DOCUMENT EXTRACT
● ● ●
Well, what are your symptoms? And, shouldn’t the vaccine have made you immune to contracting and spreading Covid, like vaccines do with Polio, Measles, Mumps, and Rubella? I mean, the CDC doesn’t even have the Covid shot on their list of recommended vaccines. nor their overall list of all vaccines.
Happened to my step-brother and he DID retire. It was a second retirement and a job he didn’t need, thankfully. But he’s in his mid-50’s and found even a hint of perfectly normal job stress (which was intrinsic to the job) immediately exhausted him and compromised his quick decision-making abilities. Days off - fine. Working days - nightmare.
After fighting it for nearly a year and undergoing every medical test known to man, he pulled the plug. Much happier now, but who knows what long-term cognitive effects might linger?
You do realize that no vaccine is perfect, right? The polio vaccine i took (the live one) carried a small risk of giving you polio. It was also contagious. I have a friend who had smallpox. She’d been vaccinated, which is probably why she not only recovered but didn’t have a lot of scarring. But she was pretty damn sick and spent some time in the hospital.
I think it is good that the world is pretty much back to normal. Here in the UK there are no restrictions, no masking is required and you very rarely see any out and about.
It isn’t complacency, we now have vaccines that protect the majority from the worst effects of virus and the majority of general public have simply decided that they are able to live with the added risk of this additional airborne disease.
Covid hasn’t gone away but the 1918-20 flu never went away either and we learned to live with that.
Since we are bringing up anecdotes, most of the people who I know who have caught Covid have also taken the Covid shot. Yet, I did not, and have not. And yet, we were forced to proclaim that it is “safe and effective”, and in some cases, it was mandatory to take. All this, with the first talk about “breakthrough cases” being taboo, but now it is the norm.
Vaccines make you immune to a disease. That is the definition. Yes, vaccines fail some people, and some people get injured from vaccines, but not only are we not allowed to discuss any of those aspects of it, but, if the Covid shot’s main benefit is that it lessens the symptoms, well, that’s not a vaccine. It’s an antihistamine.
● ● ●
RECORDED DATA
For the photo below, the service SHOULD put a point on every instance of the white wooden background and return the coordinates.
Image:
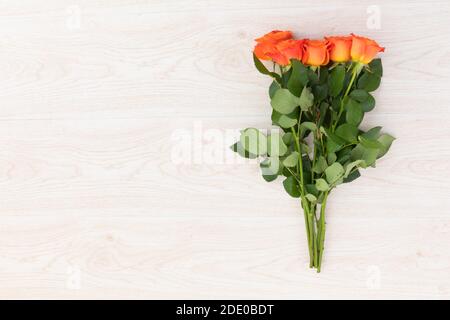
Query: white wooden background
(92, 204)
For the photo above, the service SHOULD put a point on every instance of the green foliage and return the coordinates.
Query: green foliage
(298, 78)
(284, 101)
(320, 143)
(261, 68)
(291, 186)
(306, 99)
(336, 80)
(254, 141)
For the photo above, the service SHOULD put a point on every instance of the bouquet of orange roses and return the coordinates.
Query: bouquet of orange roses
(320, 92)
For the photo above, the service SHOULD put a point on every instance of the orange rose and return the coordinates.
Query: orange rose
(275, 37)
(364, 49)
(265, 51)
(315, 53)
(286, 50)
(266, 48)
(340, 48)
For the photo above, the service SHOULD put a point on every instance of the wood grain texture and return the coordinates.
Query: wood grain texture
(99, 96)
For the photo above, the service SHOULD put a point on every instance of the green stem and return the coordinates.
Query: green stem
(310, 235)
(355, 71)
(322, 230)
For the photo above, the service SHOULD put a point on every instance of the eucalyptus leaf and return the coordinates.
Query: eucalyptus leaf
(237, 147)
(274, 86)
(370, 144)
(322, 185)
(372, 134)
(254, 141)
(291, 186)
(360, 152)
(349, 167)
(284, 101)
(352, 176)
(308, 126)
(291, 160)
(348, 132)
(386, 140)
(320, 165)
(306, 99)
(298, 78)
(311, 198)
(275, 145)
(334, 173)
(336, 80)
(359, 95)
(368, 104)
(284, 120)
(262, 69)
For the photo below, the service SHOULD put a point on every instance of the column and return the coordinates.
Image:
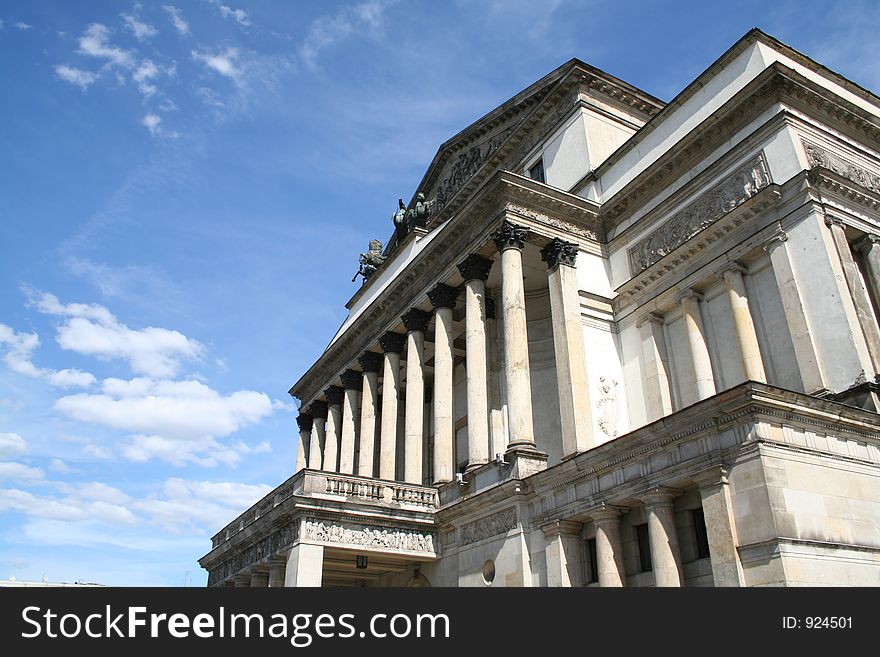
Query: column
(801, 337)
(259, 580)
(720, 527)
(609, 555)
(351, 382)
(304, 422)
(475, 270)
(861, 301)
(665, 555)
(305, 564)
(563, 553)
(568, 346)
(318, 411)
(334, 395)
(869, 247)
(702, 365)
(655, 367)
(276, 574)
(510, 240)
(392, 345)
(371, 363)
(416, 323)
(753, 365)
(443, 299)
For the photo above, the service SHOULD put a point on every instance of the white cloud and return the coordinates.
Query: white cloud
(366, 17)
(19, 471)
(71, 378)
(12, 445)
(151, 122)
(177, 19)
(92, 330)
(142, 31)
(95, 43)
(223, 62)
(77, 76)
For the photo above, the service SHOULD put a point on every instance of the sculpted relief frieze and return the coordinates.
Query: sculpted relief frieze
(497, 523)
(817, 156)
(364, 536)
(730, 193)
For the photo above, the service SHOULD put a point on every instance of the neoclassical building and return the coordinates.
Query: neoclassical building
(610, 342)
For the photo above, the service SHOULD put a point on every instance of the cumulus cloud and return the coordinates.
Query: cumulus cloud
(92, 330)
(12, 445)
(177, 19)
(223, 62)
(76, 76)
(141, 30)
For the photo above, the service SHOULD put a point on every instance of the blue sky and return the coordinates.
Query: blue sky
(185, 188)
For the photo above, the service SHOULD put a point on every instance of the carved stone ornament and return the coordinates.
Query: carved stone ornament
(416, 320)
(365, 536)
(351, 379)
(497, 523)
(318, 409)
(475, 267)
(559, 252)
(334, 395)
(443, 296)
(371, 361)
(511, 236)
(822, 157)
(727, 195)
(304, 422)
(392, 343)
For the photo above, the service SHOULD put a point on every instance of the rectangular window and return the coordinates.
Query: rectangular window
(536, 171)
(594, 562)
(702, 538)
(643, 542)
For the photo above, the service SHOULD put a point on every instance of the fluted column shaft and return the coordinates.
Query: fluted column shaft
(392, 344)
(371, 363)
(753, 365)
(416, 322)
(510, 240)
(304, 423)
(609, 554)
(475, 270)
(700, 361)
(351, 381)
(576, 416)
(443, 299)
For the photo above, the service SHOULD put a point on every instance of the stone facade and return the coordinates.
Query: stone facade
(658, 367)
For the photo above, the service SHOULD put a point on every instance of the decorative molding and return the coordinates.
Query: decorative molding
(497, 523)
(818, 156)
(733, 191)
(383, 538)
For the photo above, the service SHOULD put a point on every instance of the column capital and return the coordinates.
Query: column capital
(304, 421)
(318, 409)
(557, 527)
(370, 361)
(689, 295)
(475, 267)
(443, 296)
(867, 242)
(559, 252)
(659, 496)
(650, 318)
(334, 395)
(510, 236)
(351, 379)
(416, 319)
(392, 343)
● ● ●
WHAT THIS EXERCISE ASKS
1. In the comment thread on Covid vaccines, how old is the step-brother who retired?
2. Extend the comment thread on Covid vaccines from the point where it stops.
The data has nothing to do with the work here.

ANSWERS IN ORDER
1. He is in his mid-50s.

2.
This, despite the effectiveness going to near zero, which has required multiple boosters of it in a very short time, and politicians announcing that they will not take it before it came out - and any other treatments being publicly shunned.
That’s tragic that you lost those people. I feel bad for you. Fortunately, both of my parents are still alive and in good health, but one of my biggest fears is having to deal with the inevitability of their deaths. I would rather die myself - especially if it would prolong their lives at all. I feel for you. I myself do not handle the deaths of loved ones very well.
But, there is a very good chance that your relatives did not die from Covid.
I’m going to assume that you can forking read, but I’ll bold it for you as you are clearly slow of mind. Jesus, you’re giving Sam Stone a serious run for his money and not reading your own cites, and you’ve been back for 24 hoursish. You didn’t even read your own TITLE.
You’d be wrong. There’s a 100% chance they died of covid. My uncle and aunt caught it before there was a vaccine, and it destroyed them. My mother was vaccinated, but originally immune compromised. I watched her die of covid pneumonia after it has killed her brain. A close friend in Canada tragically died of covid just after vaccines became universally available in the US, but when Canada still only had enough to vaccinate the elderly.
It’s true that covid is much less deadly now that pretty much every one has prior exposure, via vaccines, encountering the virus, or both. But it remains a nasty disease, and one that much more likely to leave you disabled than most of the other stuff circulating.